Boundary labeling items
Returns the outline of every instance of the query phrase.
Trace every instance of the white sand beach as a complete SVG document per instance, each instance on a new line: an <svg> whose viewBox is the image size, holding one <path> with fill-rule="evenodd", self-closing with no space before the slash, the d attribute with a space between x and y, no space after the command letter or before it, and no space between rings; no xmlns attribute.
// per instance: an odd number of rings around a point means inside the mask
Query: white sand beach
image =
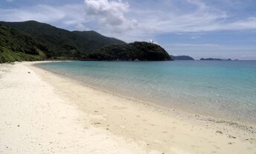
<svg viewBox="0 0 256 154"><path fill-rule="evenodd" d="M256 126L166 110L32 66L0 65L0 153L256 153Z"/></svg>

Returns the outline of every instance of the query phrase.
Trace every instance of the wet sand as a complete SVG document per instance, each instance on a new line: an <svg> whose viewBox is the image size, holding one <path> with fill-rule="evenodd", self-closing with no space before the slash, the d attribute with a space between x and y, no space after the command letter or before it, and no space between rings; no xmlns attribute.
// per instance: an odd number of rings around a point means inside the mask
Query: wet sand
<svg viewBox="0 0 256 154"><path fill-rule="evenodd" d="M137 101L34 63L0 65L0 153L256 153L253 124Z"/></svg>

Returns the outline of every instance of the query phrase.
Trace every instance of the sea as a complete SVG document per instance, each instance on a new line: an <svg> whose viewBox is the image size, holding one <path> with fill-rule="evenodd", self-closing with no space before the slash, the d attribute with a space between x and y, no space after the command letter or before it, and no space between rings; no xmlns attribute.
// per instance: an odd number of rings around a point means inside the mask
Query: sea
<svg viewBox="0 0 256 154"><path fill-rule="evenodd" d="M63 61L36 66L163 107L256 124L256 61Z"/></svg>

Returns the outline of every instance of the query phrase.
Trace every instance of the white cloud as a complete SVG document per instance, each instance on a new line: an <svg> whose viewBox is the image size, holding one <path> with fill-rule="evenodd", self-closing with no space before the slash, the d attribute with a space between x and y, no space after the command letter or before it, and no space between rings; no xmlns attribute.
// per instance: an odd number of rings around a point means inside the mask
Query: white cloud
<svg viewBox="0 0 256 154"><path fill-rule="evenodd" d="M109 0L85 0L87 16L92 16L109 30L115 32L132 30L137 26L135 19L128 19L124 14L129 11L127 2Z"/></svg>
<svg viewBox="0 0 256 154"><path fill-rule="evenodd" d="M57 23L73 30L95 30L127 41L156 40L155 36L162 33L256 30L256 16L247 13L234 17L207 1L186 0L182 4L173 0L127 1L132 5L121 0L85 0L85 4L0 8L0 20Z"/></svg>

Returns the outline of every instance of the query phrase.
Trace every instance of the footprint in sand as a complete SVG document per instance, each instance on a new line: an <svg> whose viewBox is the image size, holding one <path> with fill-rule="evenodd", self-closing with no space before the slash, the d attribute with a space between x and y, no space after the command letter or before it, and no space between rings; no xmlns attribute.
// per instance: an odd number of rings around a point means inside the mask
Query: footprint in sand
<svg viewBox="0 0 256 154"><path fill-rule="evenodd" d="M113 109L115 109L115 110L126 110L126 109L127 109L127 107L121 107L121 106L113 106Z"/></svg>

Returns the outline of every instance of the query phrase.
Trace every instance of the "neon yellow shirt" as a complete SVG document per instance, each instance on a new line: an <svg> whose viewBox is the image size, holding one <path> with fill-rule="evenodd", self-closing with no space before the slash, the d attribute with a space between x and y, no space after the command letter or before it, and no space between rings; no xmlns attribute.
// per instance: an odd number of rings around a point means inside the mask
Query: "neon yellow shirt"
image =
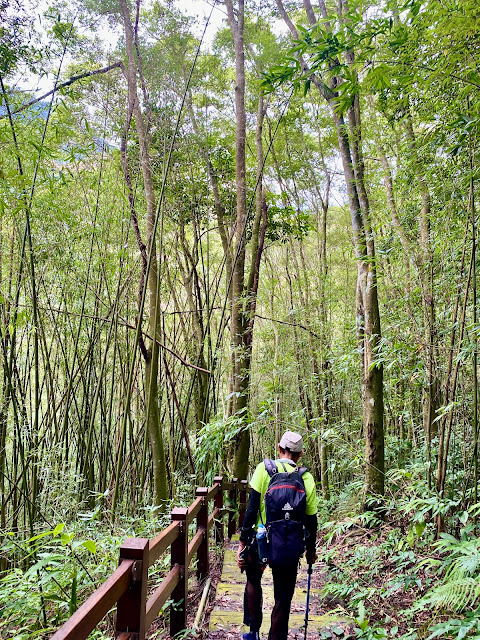
<svg viewBox="0 0 480 640"><path fill-rule="evenodd" d="M280 458L280 460L275 460L275 464L277 465L278 471L281 473L293 471L296 468L296 465L293 461L287 460L286 458ZM305 492L307 494L307 505L305 508L305 515L314 516L317 513L317 493L315 490L315 480L313 479L310 471L306 471L303 476L303 482L305 484ZM268 475L268 471L265 469L265 463L260 462L257 465L257 468L253 472L252 479L250 480L250 486L255 491L261 494L260 499L260 514L257 518L257 526L260 522L265 524L265 500L263 499L265 496L265 492L268 489L268 483L270 482L270 476Z"/></svg>

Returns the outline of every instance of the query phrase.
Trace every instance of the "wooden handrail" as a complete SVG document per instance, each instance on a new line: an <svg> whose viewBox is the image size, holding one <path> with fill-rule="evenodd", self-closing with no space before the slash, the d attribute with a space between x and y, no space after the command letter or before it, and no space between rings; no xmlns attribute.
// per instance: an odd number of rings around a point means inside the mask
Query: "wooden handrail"
<svg viewBox="0 0 480 640"><path fill-rule="evenodd" d="M150 541L149 567L164 553L168 547L176 540L179 534L178 522L172 522L166 529L159 533L156 538Z"/></svg>
<svg viewBox="0 0 480 640"><path fill-rule="evenodd" d="M172 522L152 540L127 538L120 548L120 565L88 600L65 622L50 640L85 640L97 624L117 603L116 640L144 640L145 633L169 598L176 603L170 612L170 635L186 628L188 568L197 556L197 577L209 572L209 533L215 529L217 542L223 541L224 492L228 491L228 535L243 520L246 496L245 480L225 482L215 476L211 487L198 487L188 508L175 507ZM209 513L209 506L213 508ZM196 532L189 541L189 525L196 519ZM147 601L148 568L170 548L171 568Z"/></svg>

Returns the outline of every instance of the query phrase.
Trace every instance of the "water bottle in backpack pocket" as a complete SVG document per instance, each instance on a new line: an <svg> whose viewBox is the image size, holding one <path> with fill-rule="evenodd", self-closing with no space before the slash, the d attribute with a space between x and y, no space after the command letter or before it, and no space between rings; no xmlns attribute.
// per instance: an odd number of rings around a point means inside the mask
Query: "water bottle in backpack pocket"
<svg viewBox="0 0 480 640"><path fill-rule="evenodd" d="M267 564L268 562L268 538L267 530L263 524L258 525L257 534L255 536L257 540L258 559L261 564Z"/></svg>
<svg viewBox="0 0 480 640"><path fill-rule="evenodd" d="M306 468L279 472L273 460L265 460L265 468L270 476L265 493L268 560L271 565L296 564L305 551Z"/></svg>

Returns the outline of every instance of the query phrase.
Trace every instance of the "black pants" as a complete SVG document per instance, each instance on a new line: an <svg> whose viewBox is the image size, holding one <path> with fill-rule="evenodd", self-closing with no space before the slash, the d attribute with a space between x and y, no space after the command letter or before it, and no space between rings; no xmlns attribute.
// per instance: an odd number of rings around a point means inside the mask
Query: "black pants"
<svg viewBox="0 0 480 640"><path fill-rule="evenodd" d="M243 600L243 623L252 631L262 626L262 575L264 567L258 560L257 546L250 547L247 556L247 585ZM275 604L272 611L269 640L287 640L288 619L295 583L297 581L298 562L286 567L272 567L273 595Z"/></svg>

*Task*. Copy all of the material above word for word, but omit the pictures.

*Written answer*.
Returns the outline of every instance of the query phrase.
Trace every instance of the white sand beach as a complete SVG document per instance, each instance on a new line: an <svg> whose viewBox is the image size, holding one <path> with fill-rule="evenodd", self-closing with no space before the slash, the d attribute with a space between x and y, no space after the command letter or before it, and no space between rings; no xmlns attribute.
// per instance: an odd number of rings around a point means inside the mask
Query: white sand beach
image =
<svg viewBox="0 0 256 154"><path fill-rule="evenodd" d="M256 126L166 110L32 66L0 65L0 153L256 153Z"/></svg>

Returns the outline of every instance of the query phrase.
Trace every instance of the wet sand as a complete SVG document per instance, each instance on a new line: an <svg> whose viewBox is the image size, holding one <path> with fill-rule="evenodd", self-closing with no space before the slash, the d attribute with a space between x and y, no space after the command letter or before it, and no space between rings; no xmlns attribute.
// per instance: an odd number of rings around a point means inside the mask
Query: wet sand
<svg viewBox="0 0 256 154"><path fill-rule="evenodd" d="M137 101L34 63L0 65L0 153L256 153L253 124Z"/></svg>

Returns the outline of every instance of the query phrase.
Trace every instance of the sea as a complete SVG document per instance, each instance on a new line: an <svg> whose viewBox is the image size, holding one <path> with fill-rule="evenodd", self-closing with no space before the slash, the d attribute with a space between x and y, no space after the command letter or before it, and no space between rings; no xmlns attribute.
// per instance: an odd number of rings around a point means inside the mask
Query: sea
<svg viewBox="0 0 256 154"><path fill-rule="evenodd" d="M63 61L36 66L163 107L256 124L256 61Z"/></svg>

Returns the outline of every instance of the query phrase.
Trace every instance of the white cloud as a complete SVG document per instance, each instance on a new line: an <svg> whose viewBox is the image size, holding one <path> with fill-rule="evenodd", self-closing with no space before the slash, the d attribute with a space between x and y, no space after the command letter or before it, and no space between rings; no xmlns attribute.
// per instance: an odd number of rings around a point means inside the mask
Query: white cloud
<svg viewBox="0 0 256 154"><path fill-rule="evenodd" d="M109 0L85 0L87 16L92 16L109 30L115 32L132 30L137 26L135 19L128 19L124 14L129 11L127 2Z"/></svg>
<svg viewBox="0 0 256 154"><path fill-rule="evenodd" d="M57 23L73 30L95 30L127 41L156 40L155 36L162 33L256 30L256 16L247 13L234 17L207 1L186 0L182 4L173 0L127 1L132 5L121 0L85 0L85 4L0 8L0 20Z"/></svg>

Returns the outline of every instance of the query phrase.
Trace every instance of the footprint in sand as a complete SVG document per instance, each instance on a new line: an <svg> whose viewBox is the image size, holding one <path> with fill-rule="evenodd", self-closing with no space before the slash, the d attribute with a space between x and y, no space after the command letter or before it, and no space between rings; no xmlns attribute.
// per instance: an odd number of rings around a point means inside the mask
Query: footprint in sand
<svg viewBox="0 0 256 154"><path fill-rule="evenodd" d="M113 109L115 109L115 110L126 110L126 109L127 109L127 107L121 107L121 106L113 106Z"/></svg>

Returns the outline of every instance of the query phrase.
Trace every instance of the "neon yellow shirt" as a complete SVG document per instance, each instance on a new line: an <svg> whose viewBox is the image size, holding one <path> with fill-rule="evenodd", self-closing with no space before the slash, the d attribute with a space between x and y, no space after the command letter or before it, and no space between rings; no xmlns attribute.
// per instance: an odd number of rings around a point means inside the mask
Query: "neon yellow shirt"
image =
<svg viewBox="0 0 480 640"><path fill-rule="evenodd" d="M280 458L280 460L275 460L275 464L277 465L278 471L281 473L293 471L296 468L296 465L293 461L287 460L286 458ZM305 492L307 494L307 505L305 508L305 515L314 516L317 513L317 493L315 490L315 480L313 479L310 471L306 471L303 476L303 482L305 484ZM268 475L268 471L265 469L265 463L260 462L257 465L257 468L253 472L252 479L250 480L250 486L255 491L261 494L260 499L260 514L257 518L257 526L260 522L265 524L265 500L263 499L265 496L265 492L268 489L268 483L270 482L270 476Z"/></svg>

Returns the outline of every instance of the query phrase.
Trace every instance of the "wooden handrail" as a complete SVG document per instance, each instance on a new line: an <svg> whose viewBox is the image size, holding one <path> with fill-rule="evenodd", self-closing with no space before the slash, the d attribute with a space between x and y, no space after the command letter or before it, and no space between rings; no xmlns attribute.
// per instance: an odd number of rings around a point means inside the mask
Query: "wooden handrail"
<svg viewBox="0 0 480 640"><path fill-rule="evenodd" d="M150 541L149 567L164 553L168 547L176 540L179 534L178 522L172 522L166 529L159 533L156 538Z"/></svg>
<svg viewBox="0 0 480 640"><path fill-rule="evenodd" d="M172 522L152 540L127 538L120 548L120 565L88 600L65 622L50 640L85 640L97 624L117 603L116 640L144 640L145 633L169 598L176 603L170 612L170 635L186 628L188 568L197 556L197 577L209 572L209 533L215 529L217 542L223 541L224 492L228 491L228 535L243 520L246 496L245 480L225 482L215 476L211 487L198 487L188 508L175 507ZM209 513L209 506L213 508ZM196 532L189 541L189 525L196 519ZM147 601L148 568L170 548L171 568Z"/></svg>

Returns the outline of every instance of the query phrase.
Trace every instance of the "water bottle in backpack pocket" as a complete SVG document per instance, each instance on a new line: an <svg> whose viewBox is the image size, holding one <path> with fill-rule="evenodd", self-closing with no space before the slash, the d attribute with a space between x and y, no space after the command letter or before it, and no space between rings; no xmlns attribute.
// per instance: an odd number of rings around a point means inside the mask
Query: "water bottle in backpack pocket"
<svg viewBox="0 0 480 640"><path fill-rule="evenodd" d="M267 564L268 562L268 538L267 530L263 524L258 525L257 534L255 536L257 540L258 559L261 564Z"/></svg>
<svg viewBox="0 0 480 640"><path fill-rule="evenodd" d="M306 468L279 472L273 460L265 460L265 468L270 476L265 493L268 560L271 565L296 564L305 551Z"/></svg>

Returns the outline of every instance of the query phrase.
Trace every instance of the "black pants" as a complete SVG document per instance, each instance on a new line: an <svg> whose viewBox is the image size, holding one <path> with fill-rule="evenodd", self-closing with no space before the slash, the d attribute with a space between x and y, no space after the command letter or before it, and no space between rings; no xmlns attribute.
// per instance: an odd number of rings around a point means inside the mask
Query: "black pants"
<svg viewBox="0 0 480 640"><path fill-rule="evenodd" d="M243 600L243 623L252 631L262 626L262 575L264 567L258 560L257 546L250 547L247 556L247 585ZM275 604L272 611L269 640L287 640L288 619L295 583L297 581L298 562L286 567L272 567L273 595Z"/></svg>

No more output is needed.